##### Records for this exercise #####
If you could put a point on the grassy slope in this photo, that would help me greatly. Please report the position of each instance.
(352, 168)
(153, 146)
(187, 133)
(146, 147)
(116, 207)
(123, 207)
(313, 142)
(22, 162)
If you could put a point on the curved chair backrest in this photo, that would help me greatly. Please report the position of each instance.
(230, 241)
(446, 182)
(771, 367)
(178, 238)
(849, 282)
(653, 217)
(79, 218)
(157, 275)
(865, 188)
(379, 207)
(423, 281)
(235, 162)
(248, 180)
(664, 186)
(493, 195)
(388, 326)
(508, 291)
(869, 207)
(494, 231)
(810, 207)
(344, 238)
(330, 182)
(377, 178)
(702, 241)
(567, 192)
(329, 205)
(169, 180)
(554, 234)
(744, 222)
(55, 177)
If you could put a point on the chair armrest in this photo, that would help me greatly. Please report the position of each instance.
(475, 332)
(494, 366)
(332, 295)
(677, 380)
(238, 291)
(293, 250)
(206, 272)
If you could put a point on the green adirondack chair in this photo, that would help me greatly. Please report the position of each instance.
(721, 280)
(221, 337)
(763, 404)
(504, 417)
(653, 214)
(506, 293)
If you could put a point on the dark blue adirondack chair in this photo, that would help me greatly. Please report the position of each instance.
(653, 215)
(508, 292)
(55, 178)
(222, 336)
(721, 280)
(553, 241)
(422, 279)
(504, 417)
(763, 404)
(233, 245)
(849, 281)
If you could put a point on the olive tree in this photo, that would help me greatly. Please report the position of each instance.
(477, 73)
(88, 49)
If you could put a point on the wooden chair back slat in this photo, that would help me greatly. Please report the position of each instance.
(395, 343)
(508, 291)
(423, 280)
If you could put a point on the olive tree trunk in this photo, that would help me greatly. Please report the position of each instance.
#####
▶ [What you should do]: Reproduce all of the data above, substituting "lawn chair" for each occurrence of "adirondack chair" and keeping everything else identical.

▶ [Reply]:
If you could put a point on the grassy slope in this photo, that would help me greatly. Please report the position of each instance.
(352, 168)
(153, 146)
(187, 133)
(146, 147)
(116, 207)
(123, 207)
(313, 142)
(22, 162)
If you could put a point on the curved chair backrest in this photo, that would help me greatly. Please report the position of each instance.
(230, 241)
(446, 182)
(771, 367)
(178, 238)
(849, 282)
(653, 217)
(79, 218)
(157, 275)
(865, 188)
(379, 207)
(423, 281)
(235, 162)
(248, 180)
(664, 186)
(493, 195)
(388, 326)
(508, 291)
(869, 207)
(494, 231)
(810, 207)
(344, 238)
(330, 182)
(377, 178)
(702, 241)
(567, 192)
(329, 205)
(169, 180)
(554, 234)
(744, 222)
(55, 177)
If you could put a point on the chair armrest in this photo, that would help me greatly. Please report the position of each instance.
(475, 332)
(494, 366)
(332, 295)
(677, 380)
(238, 291)
(293, 250)
(206, 272)
If you could put a point on the green lawn chair in this photo, that would help me greatly. Please report the position of each instance.
(721, 280)
(221, 337)
(763, 404)
(504, 417)
(653, 214)
(506, 293)
If you could put a point on the dark blue lawn chair in this photo, that would help me greatly. Please report the position of each instance.
(653, 215)
(508, 292)
(55, 178)
(222, 336)
(721, 280)
(553, 241)
(422, 279)
(504, 417)
(763, 404)
(233, 245)
(849, 281)
If you could put a point on the olive tree in this photo, that would help me greatly. Please report the position of each instance.
(477, 73)
(88, 49)
If you could put a point on the wooden chair back slat in this photo, that would help me greatly. Please report the position of each instance.
(395, 343)
(508, 291)
(423, 280)
If you could put a point on the olive tree trunk in this photo, that would help me greatly. Please report the position of each instance.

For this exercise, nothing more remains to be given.